About this exercise
List the four things that, according to the article below on facility management in Ghana, facility management influences for people who use the built environment.

Selected excerpt

═══

The International Facility Management Association (IFMA), Ghana Chapter, is calling on government to step up efforts in dealing with high level of deterioration of state facilities, especially the built environment.

While others blame the deterioration of state facilities on maintenance culture, the association believes it is lack of trained or professional facility managers, hence, government must establish appropriate legislations and a department or an agency that will be manned by professionals for infrastructure management.

“The role of government in achieving a sustainable built environment cannot be over emphasised. The IFMA – Ghana Chapter wants to encourage government to establish appropriate legislations and ensure its compliance.

“Also, government must ensure the design of public buildings through the use of environmentally compliant materials, and enforce professionalism.

“Establishing a government FM department or agency for infrastructure management and regulation is critical.

“The association has also suggested that government adopts the Public-Private Partnership model that guarantees long-term maintenance and sustainability of the built environment, or outsourcing facility management to professional organisations is the best practice,” President of IFMA – Ghana Chapter, Sampson Opare Agyemang, said at a press launch in Accra ahead of the World FM Day.

He argued that facility management influences the health, safety, productivity and well-being of people who utilise the built environment, and must be top priority for businesses and private organisations as well.

“The challenge today in our built environment is not just bad maintenance culture as we always say; but the challenge is, firstly and more critically, the lack of skilled manpower and secondly the lack of understanding of the value of FM by governments, business owners and financial institutions,” he said

He also stressed on the importance of every organisation having a facility manager to ensure safety, as well as the need to inculcate facility management into the educational curricula.

“We have started a project called ensuring the running of facility management courses at 10 technical universities in Ghana, and we’ve gone through more than five and we are helping them develop syllabi which runs facility management. That is the only way we can get facility managers in all our institutions, ensuring the functionality of their built space,” he said.

World FM Day

This year the Ghana Chapter of the International Facility Management Association will be marking the day in Accra at the Nobel International Business School, as part of the worldwide celebrations on May 11, 2022 on the theme: ‘Leading a Sustainable Future’, focusing on the health and well-being in a covid era hybrid working environment in Ghana.

World FM Day is celebrated once a year to celebrate the profession that impacts a greater percentage of the 17 Sustainability Development Goals: The Facility Manager.

The day will see speakers delivering speeches on topics such as the strategic role of facility management in sustaining the built environment, and the health and well-being of people in a covid era hybrid working environment.

═══

Data under study

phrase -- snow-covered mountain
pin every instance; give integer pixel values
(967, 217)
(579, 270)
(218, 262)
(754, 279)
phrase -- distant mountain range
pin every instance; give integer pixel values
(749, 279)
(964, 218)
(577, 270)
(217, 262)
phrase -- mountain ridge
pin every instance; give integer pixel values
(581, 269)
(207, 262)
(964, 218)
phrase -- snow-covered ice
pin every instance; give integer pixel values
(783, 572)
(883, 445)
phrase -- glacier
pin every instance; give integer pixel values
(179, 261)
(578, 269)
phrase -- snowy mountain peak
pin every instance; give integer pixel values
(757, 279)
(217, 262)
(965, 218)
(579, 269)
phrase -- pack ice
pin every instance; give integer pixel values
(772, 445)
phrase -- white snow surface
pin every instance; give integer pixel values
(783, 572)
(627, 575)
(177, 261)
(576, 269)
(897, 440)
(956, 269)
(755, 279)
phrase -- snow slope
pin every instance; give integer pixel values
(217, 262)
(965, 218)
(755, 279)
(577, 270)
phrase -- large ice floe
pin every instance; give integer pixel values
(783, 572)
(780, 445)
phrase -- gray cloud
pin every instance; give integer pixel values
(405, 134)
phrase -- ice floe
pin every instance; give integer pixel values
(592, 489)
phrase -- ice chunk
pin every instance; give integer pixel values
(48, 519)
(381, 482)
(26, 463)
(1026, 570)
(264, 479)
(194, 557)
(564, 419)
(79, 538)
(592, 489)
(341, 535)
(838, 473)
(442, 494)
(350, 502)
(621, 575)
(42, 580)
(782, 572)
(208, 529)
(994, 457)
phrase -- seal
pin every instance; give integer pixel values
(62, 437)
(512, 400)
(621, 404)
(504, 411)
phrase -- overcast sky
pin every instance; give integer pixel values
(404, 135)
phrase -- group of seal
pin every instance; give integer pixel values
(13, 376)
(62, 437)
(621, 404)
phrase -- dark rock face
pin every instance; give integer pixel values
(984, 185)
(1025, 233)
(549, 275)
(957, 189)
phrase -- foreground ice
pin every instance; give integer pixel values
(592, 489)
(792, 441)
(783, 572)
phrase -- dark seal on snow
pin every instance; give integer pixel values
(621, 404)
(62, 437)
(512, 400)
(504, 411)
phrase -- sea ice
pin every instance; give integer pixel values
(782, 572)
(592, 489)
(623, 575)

═══

Response to this task
- Health
- Safety
- Productivity
- Well-being